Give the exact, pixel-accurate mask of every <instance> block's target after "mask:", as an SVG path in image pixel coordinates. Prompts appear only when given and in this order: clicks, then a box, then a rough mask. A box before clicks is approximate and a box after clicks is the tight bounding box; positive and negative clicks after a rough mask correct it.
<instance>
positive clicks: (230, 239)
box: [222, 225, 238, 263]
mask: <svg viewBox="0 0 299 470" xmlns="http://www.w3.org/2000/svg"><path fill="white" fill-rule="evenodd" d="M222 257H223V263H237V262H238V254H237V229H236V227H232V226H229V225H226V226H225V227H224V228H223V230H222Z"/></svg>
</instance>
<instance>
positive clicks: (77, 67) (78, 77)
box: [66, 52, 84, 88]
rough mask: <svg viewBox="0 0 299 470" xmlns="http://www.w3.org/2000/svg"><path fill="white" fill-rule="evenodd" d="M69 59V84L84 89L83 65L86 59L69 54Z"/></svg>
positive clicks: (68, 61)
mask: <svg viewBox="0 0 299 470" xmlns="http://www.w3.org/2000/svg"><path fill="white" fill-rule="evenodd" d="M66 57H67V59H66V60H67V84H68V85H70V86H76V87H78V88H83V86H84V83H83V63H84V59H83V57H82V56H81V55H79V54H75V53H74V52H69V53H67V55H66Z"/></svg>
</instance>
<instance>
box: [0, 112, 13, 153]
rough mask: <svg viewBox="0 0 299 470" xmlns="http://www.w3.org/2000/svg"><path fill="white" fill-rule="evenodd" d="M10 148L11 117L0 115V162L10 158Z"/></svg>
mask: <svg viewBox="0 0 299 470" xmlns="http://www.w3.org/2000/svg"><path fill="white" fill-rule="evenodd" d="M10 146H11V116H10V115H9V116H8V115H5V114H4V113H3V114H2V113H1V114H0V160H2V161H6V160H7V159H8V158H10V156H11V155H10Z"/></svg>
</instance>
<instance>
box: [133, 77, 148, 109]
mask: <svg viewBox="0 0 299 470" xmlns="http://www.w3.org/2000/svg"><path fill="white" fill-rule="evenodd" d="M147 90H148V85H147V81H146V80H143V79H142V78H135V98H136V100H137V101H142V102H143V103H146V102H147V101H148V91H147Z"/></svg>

━━━━━━━━━━━━━━━━

> _HOW TO COMPLETE THIS TASK_
Each line of the listing is to be duplicated exactly as it appears.

> _ANSWER FOR THIS EXERCISE_
Give the exact, pixel-accurate mask of every <instance> block's target after "mask:", as an SVG path in image pixel coordinates. Prompts appear only when given and in this order: clicks, then a box, then a rough mask. A box before clicks is approximate and a box after clicks is the tight bounding box; positive and negative clicks after a rough mask correct it.
<instance>
positive clicks: (230, 239)
box: [222, 225, 238, 263]
mask: <svg viewBox="0 0 299 470" xmlns="http://www.w3.org/2000/svg"><path fill="white" fill-rule="evenodd" d="M222 257H223V263H237V262H238V254H237V229H236V227H232V226H229V225H226V226H225V227H224V228H223V230H222Z"/></svg>
</instance>
<instance>
positive clicks: (77, 67) (78, 77)
box: [66, 52, 84, 88]
rough mask: <svg viewBox="0 0 299 470" xmlns="http://www.w3.org/2000/svg"><path fill="white" fill-rule="evenodd" d="M69 59V84L84 89L83 65L86 59L69 54Z"/></svg>
positive clicks: (68, 61)
mask: <svg viewBox="0 0 299 470" xmlns="http://www.w3.org/2000/svg"><path fill="white" fill-rule="evenodd" d="M66 57H67V59H66V60H67V84H68V85H70V86H76V87H78V88H83V86H84V83H83V63H84V59H83V57H82V56H81V55H79V54H75V53H74V52H69V53H67V55H66Z"/></svg>
</instance>
<instance>
box: [0, 112, 13, 153]
rough mask: <svg viewBox="0 0 299 470" xmlns="http://www.w3.org/2000/svg"><path fill="white" fill-rule="evenodd" d="M10 148L11 117L0 115V162L10 158Z"/></svg>
mask: <svg viewBox="0 0 299 470" xmlns="http://www.w3.org/2000/svg"><path fill="white" fill-rule="evenodd" d="M10 146H11V116H10V115H9V116H8V115H5V114H4V113H3V114H2V113H1V114H0V160H2V161H6V160H7V159H8V158H10V156H11V155H10Z"/></svg>
</instance>
<instance>
box: [133, 77, 148, 109]
mask: <svg viewBox="0 0 299 470" xmlns="http://www.w3.org/2000/svg"><path fill="white" fill-rule="evenodd" d="M147 90H148V85H147V81H146V80H143V79H142V78H135V98H136V100H137V101H142V102H143V103H146V102H147V101H148V91H147Z"/></svg>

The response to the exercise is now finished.